| ARBEITSAUFTRAG |
Beantworten Sie mithilfe des Forumsbeitrags zum braunen Teichwasser diese Fragen:
1. Wie alt ist der Teich?
2. Was wurde außer den Schwimmpflanzen fast völlig abgeweidet?
3. Welcher Filter läuft seit 2 Jahren?

| TEXTAUSZUG |

# Braunes Teichwasser im letzten Sommer



## Holli (20. Nov. 2007)

Hallo Zusammen,
bin neu im Forum und hoffe nun auf Eure Erfahrung,vielleicht habt Ihr ja in der Vergangenheit schon ähnliche Probleme gehabt. Unser Teich ist 10 Jahre alt (Folie), hat eine gute und fest verwachsene Randbepflanzung und ein Volumen von etwa 10 000 l. Wegen des guten Appetits zweier Kois fehltees aber an genügend Schwimmpflanzen (__ Wasserpest). Die wurden - wie auch die Seerosentriebe - fast völlig "abgeweidet".
Vor ein paar Jahren wurde der viel zu hohe (Gold-)Fischbestand auf nun 2 Kois und einen __ Goldfisch-__ Schleierschwanz- Mischling reduziert. Seit 2 Jahren ist ein Gardena- Filter F12000 mit UV-Lampe in Betrieb.

| DARGESTELLTE ANGABEN |
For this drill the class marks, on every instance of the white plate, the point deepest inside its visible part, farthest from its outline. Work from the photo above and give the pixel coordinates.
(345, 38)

| LÖSUNG |
1. 10 Jahre
2. Die Seerosentriebe
3. Ein Gardena-Filter F12000 mit UV-Lampe